Excerpted data START
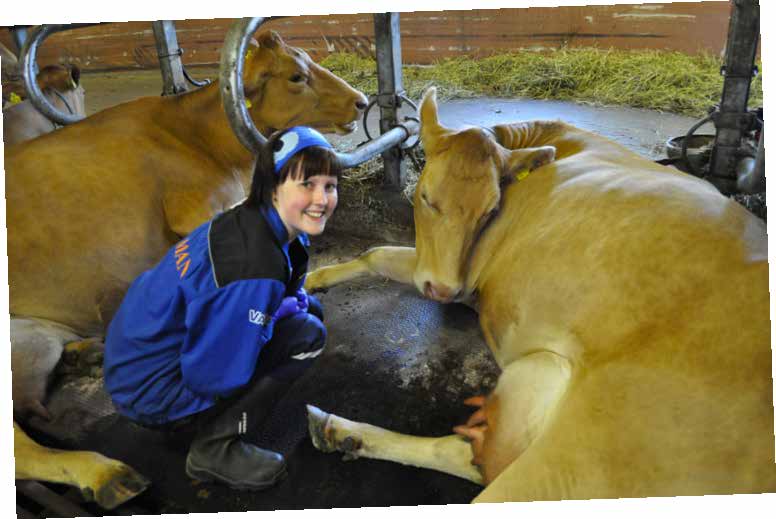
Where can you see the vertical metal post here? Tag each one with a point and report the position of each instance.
(169, 57)
(389, 86)
(732, 120)
(19, 36)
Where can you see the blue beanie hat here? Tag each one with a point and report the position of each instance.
(294, 140)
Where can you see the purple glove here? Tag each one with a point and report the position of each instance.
(301, 297)
(289, 306)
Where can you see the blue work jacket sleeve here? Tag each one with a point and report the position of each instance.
(225, 331)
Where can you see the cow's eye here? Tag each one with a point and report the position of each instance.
(428, 203)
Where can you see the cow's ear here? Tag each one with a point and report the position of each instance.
(524, 160)
(75, 75)
(430, 129)
(270, 40)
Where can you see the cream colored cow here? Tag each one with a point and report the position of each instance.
(626, 303)
(93, 205)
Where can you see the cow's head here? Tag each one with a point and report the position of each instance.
(458, 194)
(285, 88)
(66, 81)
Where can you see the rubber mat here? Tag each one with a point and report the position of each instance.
(392, 359)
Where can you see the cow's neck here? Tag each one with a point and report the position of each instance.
(202, 123)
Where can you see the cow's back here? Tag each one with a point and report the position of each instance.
(106, 177)
(657, 287)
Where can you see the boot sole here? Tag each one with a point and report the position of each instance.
(207, 476)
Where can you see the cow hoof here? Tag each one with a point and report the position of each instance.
(350, 446)
(124, 484)
(317, 421)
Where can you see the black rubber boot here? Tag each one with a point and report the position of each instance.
(219, 454)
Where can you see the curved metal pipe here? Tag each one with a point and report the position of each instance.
(751, 171)
(387, 140)
(27, 58)
(231, 82)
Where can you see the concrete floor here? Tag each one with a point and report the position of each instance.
(392, 359)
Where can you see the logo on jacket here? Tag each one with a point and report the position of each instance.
(182, 259)
(257, 317)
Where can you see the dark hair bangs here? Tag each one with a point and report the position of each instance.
(314, 160)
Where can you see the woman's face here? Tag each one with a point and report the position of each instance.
(305, 205)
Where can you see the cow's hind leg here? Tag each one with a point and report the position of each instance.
(450, 454)
(101, 479)
(36, 347)
(395, 263)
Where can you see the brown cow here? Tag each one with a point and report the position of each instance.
(626, 303)
(61, 86)
(93, 205)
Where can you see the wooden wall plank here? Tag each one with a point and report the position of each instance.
(426, 36)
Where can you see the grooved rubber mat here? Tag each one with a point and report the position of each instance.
(392, 359)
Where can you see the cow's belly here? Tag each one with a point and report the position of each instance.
(73, 265)
(677, 406)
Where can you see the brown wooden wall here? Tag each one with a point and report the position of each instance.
(426, 36)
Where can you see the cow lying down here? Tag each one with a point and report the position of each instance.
(626, 303)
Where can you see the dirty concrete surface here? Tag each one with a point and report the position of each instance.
(393, 358)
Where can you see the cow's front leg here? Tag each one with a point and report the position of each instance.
(450, 454)
(104, 480)
(394, 263)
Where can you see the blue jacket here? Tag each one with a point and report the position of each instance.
(190, 330)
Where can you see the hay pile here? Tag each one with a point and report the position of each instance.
(653, 79)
Excerpted data END
— Activity —
Word for word, reproduce all of the data, but keep out the pictures.

— Task response —
Where can you see the vertical metal post here? Tag each one with a point and report the position of each instance.
(169, 57)
(389, 86)
(732, 120)
(19, 36)
Where can you see the blue beanie hat here? Tag each one with a point and report the position of each instance.
(294, 140)
Where can you see the purple glove here? Tag each one with a point and report the position of each instance.
(301, 297)
(289, 306)
Where can you see the blue work jacket sleeve here? Tag each one with a point and report the position of each instance.
(225, 331)
Where can you see the cow's eye here? Tag each one with a point and report the position of each instance.
(428, 203)
Where can you see the cow's ear here? Tag each one with a point and report the position of each instance.
(524, 160)
(75, 75)
(430, 129)
(270, 40)
Where can you see the cream colored cow here? Tag each one with a point and report the position of each instance.
(626, 303)
(93, 205)
Where can you see the cow's head here? Tag each one with a point and report the position of each instance.
(458, 194)
(285, 88)
(66, 81)
Where can you see the rubber mat here? Tag each one with a point and report the position of each instance.
(392, 359)
Where can you see the cow's neck here? Tag each one with a point and report the position of each instance.
(202, 123)
Where can you see the cow's back here? Tag each one with a point and report the position of each instance.
(106, 177)
(657, 287)
Where can you see the boot sole here? Tag each one with a point and report the position of each instance.
(207, 476)
Where can you see the cow hoof here? Tag each one with a point and report the position of each instance.
(350, 446)
(124, 484)
(317, 421)
Where can you see the black rubber boot here? Tag each one with a point and report the position of each instance.
(219, 454)
Where can you see the curved metal pipe here? Tag each one with a point and report the position of each instance.
(751, 171)
(387, 140)
(27, 58)
(231, 82)
Where can you see the concrete floor here? Tag each one with a point and report the position of each instance.
(392, 359)
Where can you see the logo on jacket here? Tag each one with a point and report the position of each instance.
(182, 259)
(257, 317)
Where can you see the dark hair bangs here? Tag each one with a point and report the position of each instance.
(314, 160)
Where can you see the woman's face here? Tag each one with a point and report the position of each instance.
(305, 205)
Where can you see the cow's hind leg here? Tag each one with a point and report the position of each instance.
(450, 454)
(101, 479)
(36, 347)
(395, 263)
Where can you see the brown cow here? Tag each one with a point and report the position of each instance.
(626, 303)
(61, 86)
(93, 205)
Where can you see the wooden wall plank here? Tag each one with a point and report the position of each instance.
(426, 36)
Where can you see the grooved rubber mat here? Tag each one with a point and report the position of each instance.
(392, 359)
Where can you see the cow's belly here? Tag each one with a point and report the position of each instance.
(73, 265)
(677, 406)
Where can you see the brown wooden wall here? Tag each one with a point and report the position of each instance.
(426, 36)
Where can you see the cow lying down here? Tag each one with a point and report the position of each instance.
(626, 303)
Where can you see the dirty concrete surface here? Tag each one with a point and report the position of each instance.
(393, 358)
Where can you see the cow's front leg here? Tag each one with a point and report the position of each instance.
(450, 454)
(104, 480)
(394, 263)
Where can you see the blue jacket here? Tag each one with a point and report the position of each instance.
(190, 330)
Where can you see the hay pile here? Tag each one with a point and report the position of each instance.
(653, 79)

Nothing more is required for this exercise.